Dataset excerpts
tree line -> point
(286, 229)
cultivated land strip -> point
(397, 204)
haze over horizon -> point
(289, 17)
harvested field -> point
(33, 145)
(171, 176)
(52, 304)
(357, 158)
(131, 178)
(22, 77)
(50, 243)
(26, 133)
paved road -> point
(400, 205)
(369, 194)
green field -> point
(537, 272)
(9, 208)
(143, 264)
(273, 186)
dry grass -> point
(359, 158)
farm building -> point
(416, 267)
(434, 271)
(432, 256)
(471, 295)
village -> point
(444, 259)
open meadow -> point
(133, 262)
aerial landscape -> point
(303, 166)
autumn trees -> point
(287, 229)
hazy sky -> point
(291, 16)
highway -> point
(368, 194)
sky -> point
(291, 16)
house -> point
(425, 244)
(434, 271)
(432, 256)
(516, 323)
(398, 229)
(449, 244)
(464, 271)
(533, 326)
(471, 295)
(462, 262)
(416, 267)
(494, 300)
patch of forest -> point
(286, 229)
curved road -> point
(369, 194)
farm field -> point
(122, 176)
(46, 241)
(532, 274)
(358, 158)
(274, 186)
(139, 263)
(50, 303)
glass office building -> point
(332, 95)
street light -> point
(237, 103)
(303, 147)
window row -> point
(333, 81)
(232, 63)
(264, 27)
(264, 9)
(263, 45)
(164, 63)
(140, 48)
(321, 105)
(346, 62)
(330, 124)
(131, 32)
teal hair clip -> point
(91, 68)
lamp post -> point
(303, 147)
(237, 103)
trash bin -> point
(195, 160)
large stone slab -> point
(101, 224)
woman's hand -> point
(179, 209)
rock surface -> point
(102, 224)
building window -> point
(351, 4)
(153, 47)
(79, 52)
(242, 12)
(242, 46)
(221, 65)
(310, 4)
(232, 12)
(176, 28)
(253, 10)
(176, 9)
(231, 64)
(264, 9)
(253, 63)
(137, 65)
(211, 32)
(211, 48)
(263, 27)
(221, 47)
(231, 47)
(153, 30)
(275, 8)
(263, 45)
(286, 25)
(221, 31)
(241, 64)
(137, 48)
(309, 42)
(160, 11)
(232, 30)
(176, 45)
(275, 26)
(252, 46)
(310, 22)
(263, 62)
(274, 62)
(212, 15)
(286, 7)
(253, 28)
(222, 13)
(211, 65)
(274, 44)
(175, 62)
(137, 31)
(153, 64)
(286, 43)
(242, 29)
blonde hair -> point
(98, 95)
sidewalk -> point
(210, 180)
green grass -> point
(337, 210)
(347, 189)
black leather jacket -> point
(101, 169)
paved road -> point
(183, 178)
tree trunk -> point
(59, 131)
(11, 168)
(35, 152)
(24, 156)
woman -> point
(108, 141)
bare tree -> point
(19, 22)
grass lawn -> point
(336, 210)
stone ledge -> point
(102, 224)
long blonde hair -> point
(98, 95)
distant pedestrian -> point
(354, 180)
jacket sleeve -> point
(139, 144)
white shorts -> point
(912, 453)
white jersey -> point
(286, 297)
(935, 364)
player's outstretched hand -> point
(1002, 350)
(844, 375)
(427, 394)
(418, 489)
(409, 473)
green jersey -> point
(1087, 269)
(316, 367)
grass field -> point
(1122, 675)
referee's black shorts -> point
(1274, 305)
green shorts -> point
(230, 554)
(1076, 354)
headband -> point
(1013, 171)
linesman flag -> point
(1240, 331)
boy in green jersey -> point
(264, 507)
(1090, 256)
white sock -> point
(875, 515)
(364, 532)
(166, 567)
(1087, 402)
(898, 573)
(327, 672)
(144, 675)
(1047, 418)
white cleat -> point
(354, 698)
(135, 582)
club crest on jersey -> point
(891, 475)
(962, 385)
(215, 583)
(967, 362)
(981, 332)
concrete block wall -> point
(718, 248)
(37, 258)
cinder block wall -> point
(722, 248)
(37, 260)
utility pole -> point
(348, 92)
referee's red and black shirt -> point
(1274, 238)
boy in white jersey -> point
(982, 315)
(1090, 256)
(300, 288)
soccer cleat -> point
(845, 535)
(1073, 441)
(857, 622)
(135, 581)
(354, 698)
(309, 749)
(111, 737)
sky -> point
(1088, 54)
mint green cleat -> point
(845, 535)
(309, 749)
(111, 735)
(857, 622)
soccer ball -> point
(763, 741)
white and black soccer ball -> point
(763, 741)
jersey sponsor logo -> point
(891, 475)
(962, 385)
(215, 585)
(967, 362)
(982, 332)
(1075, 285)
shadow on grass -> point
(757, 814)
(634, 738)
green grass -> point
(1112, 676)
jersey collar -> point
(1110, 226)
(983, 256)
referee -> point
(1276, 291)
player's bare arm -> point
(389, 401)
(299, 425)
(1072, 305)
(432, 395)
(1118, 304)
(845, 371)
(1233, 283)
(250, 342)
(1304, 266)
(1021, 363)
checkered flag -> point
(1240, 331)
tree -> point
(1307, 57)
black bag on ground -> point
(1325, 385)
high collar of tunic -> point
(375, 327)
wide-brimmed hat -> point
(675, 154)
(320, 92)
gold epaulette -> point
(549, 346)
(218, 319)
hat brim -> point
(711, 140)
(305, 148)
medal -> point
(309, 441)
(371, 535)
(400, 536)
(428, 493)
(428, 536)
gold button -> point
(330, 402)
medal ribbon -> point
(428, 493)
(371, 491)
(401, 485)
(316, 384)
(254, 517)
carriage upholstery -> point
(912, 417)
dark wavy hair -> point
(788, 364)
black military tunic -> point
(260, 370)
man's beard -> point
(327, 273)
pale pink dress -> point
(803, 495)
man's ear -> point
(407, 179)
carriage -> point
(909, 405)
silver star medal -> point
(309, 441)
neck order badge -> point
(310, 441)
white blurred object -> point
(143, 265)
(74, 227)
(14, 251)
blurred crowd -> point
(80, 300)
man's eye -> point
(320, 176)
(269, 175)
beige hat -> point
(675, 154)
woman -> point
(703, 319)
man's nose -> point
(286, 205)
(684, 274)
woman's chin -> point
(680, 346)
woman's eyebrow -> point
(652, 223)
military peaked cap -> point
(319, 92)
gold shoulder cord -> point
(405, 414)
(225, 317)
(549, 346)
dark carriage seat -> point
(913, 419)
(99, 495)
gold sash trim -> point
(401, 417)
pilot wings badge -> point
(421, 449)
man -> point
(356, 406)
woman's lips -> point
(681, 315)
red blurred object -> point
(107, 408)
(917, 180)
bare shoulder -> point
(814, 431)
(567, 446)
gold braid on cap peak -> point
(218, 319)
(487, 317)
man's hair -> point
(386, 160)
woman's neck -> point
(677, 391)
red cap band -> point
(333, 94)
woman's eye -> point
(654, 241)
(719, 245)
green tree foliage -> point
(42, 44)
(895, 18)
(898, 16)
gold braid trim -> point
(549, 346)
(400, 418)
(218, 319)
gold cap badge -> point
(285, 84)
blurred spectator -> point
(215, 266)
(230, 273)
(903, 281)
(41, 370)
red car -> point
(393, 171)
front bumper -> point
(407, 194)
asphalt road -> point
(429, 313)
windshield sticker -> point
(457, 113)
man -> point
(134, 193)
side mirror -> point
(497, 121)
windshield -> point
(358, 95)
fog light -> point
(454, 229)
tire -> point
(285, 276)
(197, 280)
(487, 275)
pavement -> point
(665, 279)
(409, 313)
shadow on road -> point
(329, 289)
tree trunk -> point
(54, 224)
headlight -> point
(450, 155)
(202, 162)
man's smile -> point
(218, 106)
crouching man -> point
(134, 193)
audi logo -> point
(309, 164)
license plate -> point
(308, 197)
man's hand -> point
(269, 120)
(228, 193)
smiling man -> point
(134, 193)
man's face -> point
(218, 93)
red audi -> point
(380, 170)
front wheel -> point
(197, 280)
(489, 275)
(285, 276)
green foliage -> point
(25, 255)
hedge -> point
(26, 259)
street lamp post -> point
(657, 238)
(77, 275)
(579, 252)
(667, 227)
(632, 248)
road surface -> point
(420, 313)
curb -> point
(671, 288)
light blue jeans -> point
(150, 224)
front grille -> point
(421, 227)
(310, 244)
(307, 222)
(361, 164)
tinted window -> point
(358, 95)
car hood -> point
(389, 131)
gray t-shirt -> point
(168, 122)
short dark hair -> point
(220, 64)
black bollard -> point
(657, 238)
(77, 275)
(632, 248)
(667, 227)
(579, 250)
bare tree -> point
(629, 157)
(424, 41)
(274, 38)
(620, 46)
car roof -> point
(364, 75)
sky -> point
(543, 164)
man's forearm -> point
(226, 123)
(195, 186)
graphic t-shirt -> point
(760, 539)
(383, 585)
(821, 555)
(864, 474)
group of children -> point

Aim of the exercise
Starting at the line that contains "man's smile -> point", write out every line to the end of the entries, exactly as given.

Solution to this task
man's smile -> point
(218, 106)
crouching man -> point
(134, 193)
audi logo -> point
(309, 164)
license plate -> point
(308, 197)
man's hand -> point
(269, 120)
(228, 193)
smiling man -> point
(134, 193)
man's face -> point
(218, 93)
red audi -> point
(380, 170)
front wheel -> point
(197, 280)
(489, 275)
(285, 276)
green foliage -> point
(25, 255)
hedge -> point
(26, 259)
street lamp post -> point
(657, 238)
(77, 275)
(579, 252)
(667, 227)
(632, 248)
road surface -> point
(420, 313)
curb -> point
(671, 288)
light blue jeans -> point
(150, 224)
front grille -> point
(421, 227)
(310, 244)
(307, 222)
(361, 164)
tinted window -> point
(358, 95)
car hood -> point
(389, 131)
gray t-shirt -> point
(168, 122)
short dark hair -> point
(220, 64)
black bollard -> point
(657, 238)
(77, 275)
(632, 248)
(667, 227)
(579, 250)
bare tree -> point
(629, 157)
(424, 41)
(274, 38)
(620, 46)
car roof -> point
(364, 75)
sky -> point
(543, 164)
man's forearm -> point
(226, 123)
(195, 186)
graphic t-shirt -> point
(760, 539)
(383, 585)
(821, 555)
(864, 474)
group of children -> point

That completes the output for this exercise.